Collected data
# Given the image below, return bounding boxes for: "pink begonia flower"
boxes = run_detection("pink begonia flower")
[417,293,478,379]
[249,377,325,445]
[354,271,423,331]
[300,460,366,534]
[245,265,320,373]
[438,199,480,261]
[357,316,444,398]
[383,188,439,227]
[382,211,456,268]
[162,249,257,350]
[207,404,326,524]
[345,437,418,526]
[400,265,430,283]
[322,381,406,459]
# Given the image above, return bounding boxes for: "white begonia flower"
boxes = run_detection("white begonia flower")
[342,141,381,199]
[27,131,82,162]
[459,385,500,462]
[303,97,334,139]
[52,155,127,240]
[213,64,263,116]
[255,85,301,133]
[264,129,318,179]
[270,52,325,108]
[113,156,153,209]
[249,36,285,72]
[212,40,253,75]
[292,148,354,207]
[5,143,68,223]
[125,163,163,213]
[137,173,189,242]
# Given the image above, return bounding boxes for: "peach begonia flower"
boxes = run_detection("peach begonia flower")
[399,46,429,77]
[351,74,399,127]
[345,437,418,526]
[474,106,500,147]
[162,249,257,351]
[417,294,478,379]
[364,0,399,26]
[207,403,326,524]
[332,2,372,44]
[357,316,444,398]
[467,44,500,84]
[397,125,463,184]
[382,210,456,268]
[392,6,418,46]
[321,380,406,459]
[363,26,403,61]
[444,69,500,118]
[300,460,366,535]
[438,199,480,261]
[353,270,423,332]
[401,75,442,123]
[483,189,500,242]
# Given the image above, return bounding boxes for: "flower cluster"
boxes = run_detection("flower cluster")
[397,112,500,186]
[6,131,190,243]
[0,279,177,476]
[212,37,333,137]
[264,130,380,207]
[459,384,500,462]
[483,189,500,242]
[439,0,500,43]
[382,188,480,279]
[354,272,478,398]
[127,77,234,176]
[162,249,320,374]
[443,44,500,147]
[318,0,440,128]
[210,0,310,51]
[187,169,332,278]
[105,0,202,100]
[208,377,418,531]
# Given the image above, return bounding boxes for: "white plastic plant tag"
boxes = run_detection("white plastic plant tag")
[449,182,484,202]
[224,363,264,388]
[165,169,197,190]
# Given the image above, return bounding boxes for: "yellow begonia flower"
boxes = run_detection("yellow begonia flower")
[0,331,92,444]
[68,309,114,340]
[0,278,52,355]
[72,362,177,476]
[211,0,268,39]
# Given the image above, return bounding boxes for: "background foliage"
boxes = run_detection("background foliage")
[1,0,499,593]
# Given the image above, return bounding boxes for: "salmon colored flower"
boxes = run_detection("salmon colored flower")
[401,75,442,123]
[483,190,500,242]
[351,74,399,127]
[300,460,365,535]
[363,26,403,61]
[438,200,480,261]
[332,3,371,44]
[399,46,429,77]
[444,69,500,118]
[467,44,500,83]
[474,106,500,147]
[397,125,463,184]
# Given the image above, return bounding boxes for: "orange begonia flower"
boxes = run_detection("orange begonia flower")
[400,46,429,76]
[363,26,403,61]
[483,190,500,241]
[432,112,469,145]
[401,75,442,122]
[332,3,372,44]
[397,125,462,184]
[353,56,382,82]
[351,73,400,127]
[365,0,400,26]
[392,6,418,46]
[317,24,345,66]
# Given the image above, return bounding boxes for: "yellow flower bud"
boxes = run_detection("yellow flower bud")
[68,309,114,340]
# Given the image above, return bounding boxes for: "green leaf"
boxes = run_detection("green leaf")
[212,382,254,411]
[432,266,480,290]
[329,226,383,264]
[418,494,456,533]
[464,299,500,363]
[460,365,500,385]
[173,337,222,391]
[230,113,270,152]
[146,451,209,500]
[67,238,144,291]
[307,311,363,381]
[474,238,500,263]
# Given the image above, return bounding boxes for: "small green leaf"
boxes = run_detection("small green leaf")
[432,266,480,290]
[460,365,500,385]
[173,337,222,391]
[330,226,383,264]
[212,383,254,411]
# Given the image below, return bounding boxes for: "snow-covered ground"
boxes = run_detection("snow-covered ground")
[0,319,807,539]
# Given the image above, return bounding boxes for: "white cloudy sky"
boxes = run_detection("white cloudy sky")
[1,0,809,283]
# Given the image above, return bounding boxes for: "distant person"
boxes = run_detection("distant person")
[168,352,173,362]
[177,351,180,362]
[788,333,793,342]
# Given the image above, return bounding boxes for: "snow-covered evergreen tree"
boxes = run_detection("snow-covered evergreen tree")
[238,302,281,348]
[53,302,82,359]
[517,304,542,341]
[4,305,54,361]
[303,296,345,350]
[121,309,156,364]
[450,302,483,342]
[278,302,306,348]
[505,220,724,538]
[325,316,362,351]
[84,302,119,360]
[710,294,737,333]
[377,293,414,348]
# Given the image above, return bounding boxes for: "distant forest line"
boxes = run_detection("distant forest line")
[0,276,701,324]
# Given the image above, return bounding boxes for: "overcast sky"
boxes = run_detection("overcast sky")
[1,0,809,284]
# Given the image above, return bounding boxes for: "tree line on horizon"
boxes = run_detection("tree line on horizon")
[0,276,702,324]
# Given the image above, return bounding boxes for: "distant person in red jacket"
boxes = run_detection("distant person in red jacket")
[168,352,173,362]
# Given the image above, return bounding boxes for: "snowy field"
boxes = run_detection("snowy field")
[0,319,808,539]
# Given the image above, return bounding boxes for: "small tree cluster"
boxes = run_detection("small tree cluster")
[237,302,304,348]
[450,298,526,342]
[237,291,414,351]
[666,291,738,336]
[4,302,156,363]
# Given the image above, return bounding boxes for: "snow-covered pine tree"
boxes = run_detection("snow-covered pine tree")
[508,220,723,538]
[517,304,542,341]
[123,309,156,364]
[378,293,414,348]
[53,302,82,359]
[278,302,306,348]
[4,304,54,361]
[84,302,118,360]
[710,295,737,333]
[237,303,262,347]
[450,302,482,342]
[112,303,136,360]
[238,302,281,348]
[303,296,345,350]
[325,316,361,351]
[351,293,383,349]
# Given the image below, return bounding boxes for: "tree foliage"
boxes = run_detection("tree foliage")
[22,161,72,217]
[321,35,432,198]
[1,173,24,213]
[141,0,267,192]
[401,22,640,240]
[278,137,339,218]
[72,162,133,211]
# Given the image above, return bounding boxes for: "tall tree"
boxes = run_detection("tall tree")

WORK INSTRUCTIONS
Find how many lines of the entries include the word "tall". The number is the entire reply.

EXPECTED OUTPUT
2